→ Work item: Print each record below precisely, with every picture left out of the copy.

→ Data for this exercise:

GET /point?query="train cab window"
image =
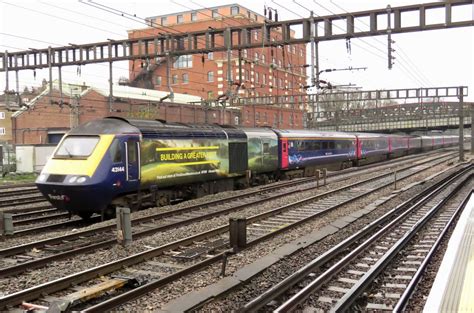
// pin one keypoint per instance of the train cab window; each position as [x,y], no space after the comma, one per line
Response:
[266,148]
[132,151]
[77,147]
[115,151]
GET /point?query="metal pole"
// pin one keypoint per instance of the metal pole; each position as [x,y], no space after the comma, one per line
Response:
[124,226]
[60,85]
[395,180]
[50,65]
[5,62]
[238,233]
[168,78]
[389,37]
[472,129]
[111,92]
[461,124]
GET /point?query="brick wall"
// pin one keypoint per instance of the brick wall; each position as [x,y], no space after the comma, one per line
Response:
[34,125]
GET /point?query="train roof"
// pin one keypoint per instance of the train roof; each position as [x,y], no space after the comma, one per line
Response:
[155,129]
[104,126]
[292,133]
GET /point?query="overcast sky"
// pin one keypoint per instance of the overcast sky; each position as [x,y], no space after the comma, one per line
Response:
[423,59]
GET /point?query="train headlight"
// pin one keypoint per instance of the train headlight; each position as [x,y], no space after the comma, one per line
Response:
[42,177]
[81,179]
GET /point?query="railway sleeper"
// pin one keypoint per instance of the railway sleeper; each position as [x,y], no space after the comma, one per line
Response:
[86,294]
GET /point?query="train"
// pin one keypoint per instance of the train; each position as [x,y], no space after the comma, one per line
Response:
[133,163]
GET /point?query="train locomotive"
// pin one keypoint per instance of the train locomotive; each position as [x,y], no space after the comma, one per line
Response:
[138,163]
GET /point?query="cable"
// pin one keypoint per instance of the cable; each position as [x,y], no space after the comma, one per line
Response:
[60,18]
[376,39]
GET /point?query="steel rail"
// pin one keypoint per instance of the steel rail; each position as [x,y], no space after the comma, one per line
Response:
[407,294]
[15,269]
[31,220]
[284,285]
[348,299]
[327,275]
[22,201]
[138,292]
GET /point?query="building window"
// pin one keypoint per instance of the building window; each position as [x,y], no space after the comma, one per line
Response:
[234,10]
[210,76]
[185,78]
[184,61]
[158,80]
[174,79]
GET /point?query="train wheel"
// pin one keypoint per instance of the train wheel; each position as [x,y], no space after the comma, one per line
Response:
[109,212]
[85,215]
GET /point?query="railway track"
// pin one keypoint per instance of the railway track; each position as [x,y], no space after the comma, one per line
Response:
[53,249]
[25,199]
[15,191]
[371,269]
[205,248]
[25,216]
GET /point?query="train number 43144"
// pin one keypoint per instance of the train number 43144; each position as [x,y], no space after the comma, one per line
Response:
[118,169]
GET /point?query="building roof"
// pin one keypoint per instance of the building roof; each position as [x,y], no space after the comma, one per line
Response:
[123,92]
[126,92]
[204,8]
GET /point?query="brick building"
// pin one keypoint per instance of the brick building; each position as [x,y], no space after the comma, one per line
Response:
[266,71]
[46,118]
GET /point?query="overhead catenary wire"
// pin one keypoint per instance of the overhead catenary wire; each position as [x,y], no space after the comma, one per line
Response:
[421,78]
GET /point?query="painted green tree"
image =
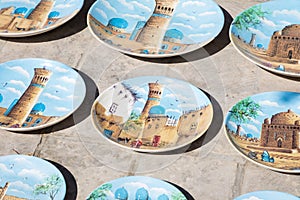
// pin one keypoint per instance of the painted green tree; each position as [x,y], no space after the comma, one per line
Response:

→ Output of the exercise:
GET /point?query="train cab window"
image =
// pin one keypoint per instance of the train cab window; each position as [x,y], no space after the comma, one per line
Response:
[266,148]
[132,151]
[77,147]
[115,151]
GET /point?query="metal pole"
// pin one keypoint per instance of the metal pole; each position as [x,y], no space after the comma, one per line
Response:
[124,226]
[60,85]
[395,180]
[50,65]
[5,62]
[238,233]
[168,78]
[389,37]
[472,129]
[111,92]
[461,124]
GET /point?query="brick wall"
// pin one keypoint per instance of the brick wall; each position as [x,y], no space after the comma, one per line
Response:
[34,125]
GET /point?query="train roof"
// pin one keypoint per instance of the train roof; each position as [x,y], no space after the comma, one per line
Response:
[155,129]
[104,126]
[292,133]
GET /point?query="overcast sky"
// pin one keypoint per instance of the overcast sky; each position as [x,y], no space after the comma, one per line
Response:
[423,59]
GET /point?query="train headlight"
// pin one keypoint per instance of the train headlight; each position as [x,y], no space after the comma, one per line
Response:
[42,177]
[81,179]
GET /point?query="railway sleeper"
// pin one keypoint per instance of the railway sleeper; each position as [x,y], no space after the comma, one per line
Response:
[86,294]
GET /point?query="train"
// pin one keypoint per instance of the train; each position as [x,y], no space after the comma, one per line
Response:
[133,163]
GET /point?query="train locomotive"
// pin one keypoint per instance of the train locomotive; each position as [x,y], no space after the comma, one per line
Response:
[138,163]
GET /point?query="cable"
// pin one keypoint per instance of the cable; each position as [x,y], no space after the comma, one per line
Response:
[60,18]
[376,39]
GET /point?query="steel rail"
// pin one keypoint per instance of the steel rail; each position as [x,y], no space after the comma, one per line
Response:
[407,294]
[15,269]
[31,220]
[284,285]
[348,299]
[327,275]
[22,201]
[138,292]
GET /point?query="building window"
// pin one keypoint per instance of the building window; each position as [x,y], no space after the comma, one per line
Response:
[234,10]
[210,76]
[185,78]
[184,61]
[158,80]
[174,79]
GET /point?query="train wheel"
// pin one keypoint per instance of the train wheel; each position as [x,y], no space after the comma, one per line
Response:
[109,212]
[85,215]
GET /point?query="railway track"
// pin one keypoint per instance of the railway track; each position as [x,y], no space after the comma, one per line
Response:
[53,249]
[25,199]
[15,191]
[371,269]
[205,248]
[25,216]
GET /point?query="train number 43144"
// pin one keypoint per instance of the train number 43144; each position as [x,y], no space after the comma, one per line
Response:
[118,169]
GET /point?query="building roof"
// pin one keypoint per instance of the building roof; each position as [x,y], no space after the comma, one per line
Response:
[123,92]
[126,92]
[204,8]
GET /point?query="brick building"
// pin one keypoint per instance of the brick building; each position as [x,y], no space after the comma, one per line
Response:
[266,71]
[46,118]
GET /point?query="overhead catenary wire"
// pin one keypoint per instance of the overhead catenary wire; each position as [x,y], no space after the comma, one per line
Response:
[421,78]
GET /point?query="painted green tree"
image =
// pin one keypoint per instance of the painted green tree; each position as [x,y], no space after the comma, one per line
Response:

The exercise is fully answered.